* **Task statement**
Search the material for "below" and copy each line in which it is found.

* **Supplied material**
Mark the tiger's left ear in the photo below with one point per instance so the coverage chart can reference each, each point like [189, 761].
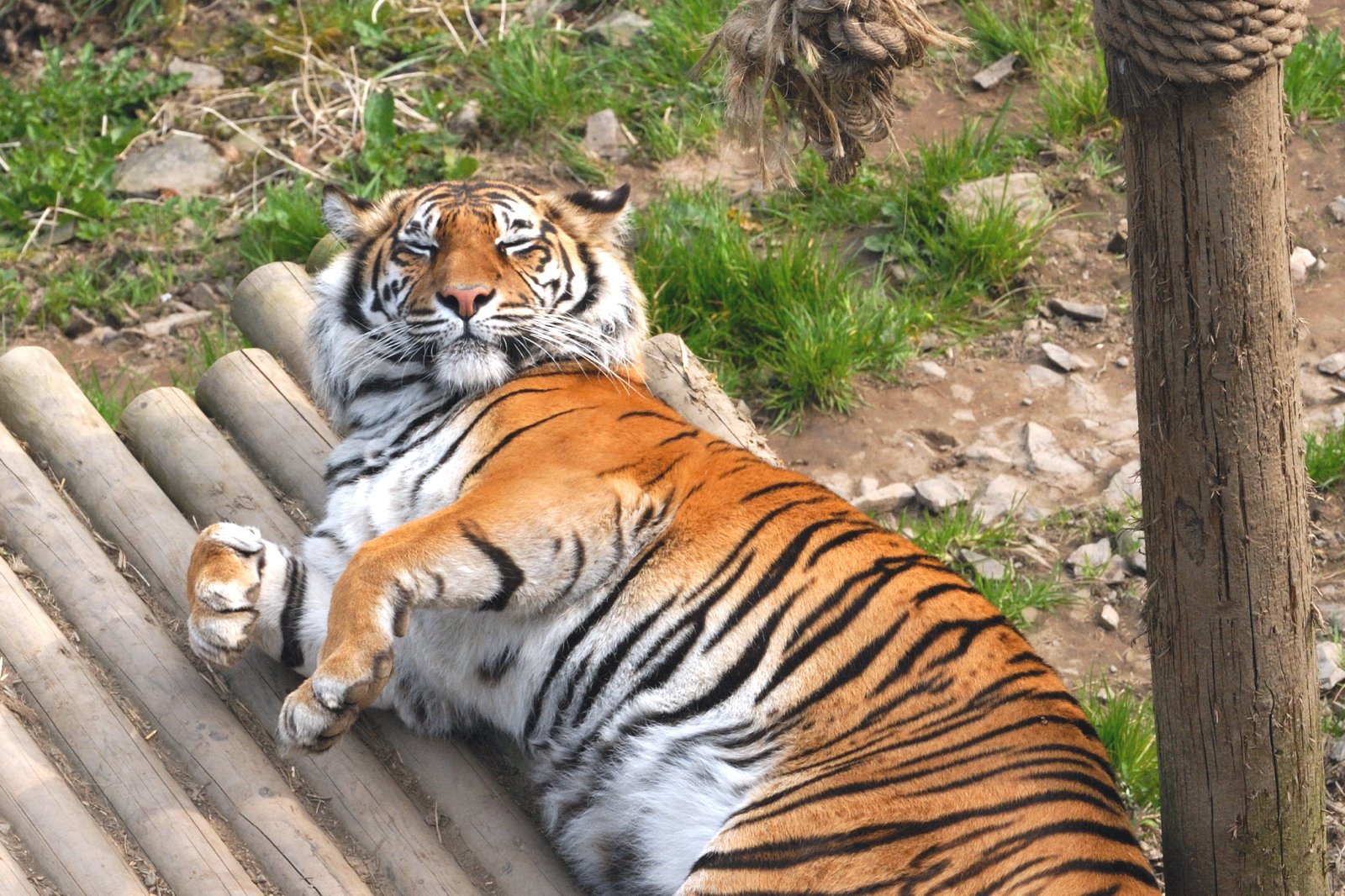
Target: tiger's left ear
---
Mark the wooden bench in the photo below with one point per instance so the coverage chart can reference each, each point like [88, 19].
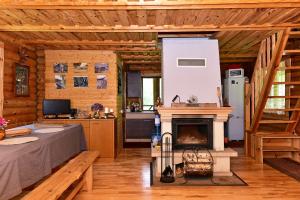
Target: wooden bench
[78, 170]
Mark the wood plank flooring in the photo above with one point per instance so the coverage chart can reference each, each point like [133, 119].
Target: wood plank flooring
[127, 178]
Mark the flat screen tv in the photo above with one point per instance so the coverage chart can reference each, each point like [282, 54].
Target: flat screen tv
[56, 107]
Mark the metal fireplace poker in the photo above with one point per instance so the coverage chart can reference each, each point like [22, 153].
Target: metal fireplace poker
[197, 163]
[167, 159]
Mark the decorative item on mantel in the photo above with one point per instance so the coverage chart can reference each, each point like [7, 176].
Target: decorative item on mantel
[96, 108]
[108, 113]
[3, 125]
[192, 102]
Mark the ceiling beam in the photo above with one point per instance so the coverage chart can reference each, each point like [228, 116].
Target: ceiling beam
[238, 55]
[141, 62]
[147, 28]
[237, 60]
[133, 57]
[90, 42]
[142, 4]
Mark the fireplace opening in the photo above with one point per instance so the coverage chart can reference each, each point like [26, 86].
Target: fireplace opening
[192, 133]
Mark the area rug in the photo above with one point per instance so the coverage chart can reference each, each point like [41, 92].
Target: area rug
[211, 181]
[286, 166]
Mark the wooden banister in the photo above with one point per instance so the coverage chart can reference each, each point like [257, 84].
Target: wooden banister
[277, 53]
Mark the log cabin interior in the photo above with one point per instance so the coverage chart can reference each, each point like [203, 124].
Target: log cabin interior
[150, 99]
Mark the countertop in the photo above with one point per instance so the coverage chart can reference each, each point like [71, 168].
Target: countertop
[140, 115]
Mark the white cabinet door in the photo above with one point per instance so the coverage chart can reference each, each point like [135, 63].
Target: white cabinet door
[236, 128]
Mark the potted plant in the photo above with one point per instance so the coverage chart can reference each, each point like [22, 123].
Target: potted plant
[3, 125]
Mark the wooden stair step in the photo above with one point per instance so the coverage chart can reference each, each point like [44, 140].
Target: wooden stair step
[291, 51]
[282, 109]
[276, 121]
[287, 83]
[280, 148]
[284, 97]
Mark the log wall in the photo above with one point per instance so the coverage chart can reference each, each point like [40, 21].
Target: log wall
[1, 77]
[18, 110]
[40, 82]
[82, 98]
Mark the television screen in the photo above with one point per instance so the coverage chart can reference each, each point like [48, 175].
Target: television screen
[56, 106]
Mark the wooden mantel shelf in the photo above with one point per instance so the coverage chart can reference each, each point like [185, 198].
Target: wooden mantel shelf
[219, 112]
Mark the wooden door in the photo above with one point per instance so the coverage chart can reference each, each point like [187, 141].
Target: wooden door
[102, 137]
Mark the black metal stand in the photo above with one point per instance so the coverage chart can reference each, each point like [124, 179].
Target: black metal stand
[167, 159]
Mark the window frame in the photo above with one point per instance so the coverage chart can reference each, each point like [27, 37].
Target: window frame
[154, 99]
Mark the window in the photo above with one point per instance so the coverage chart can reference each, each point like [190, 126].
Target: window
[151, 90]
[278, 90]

* **Task solution**
Mark the tiger's left ear in the photo below with one point per instance so the coverage chart can reference each, each point like [189, 761].
Mark the wooden bench in the photo below with one point per instance so the coverage chart can reference each, each point like [88, 19].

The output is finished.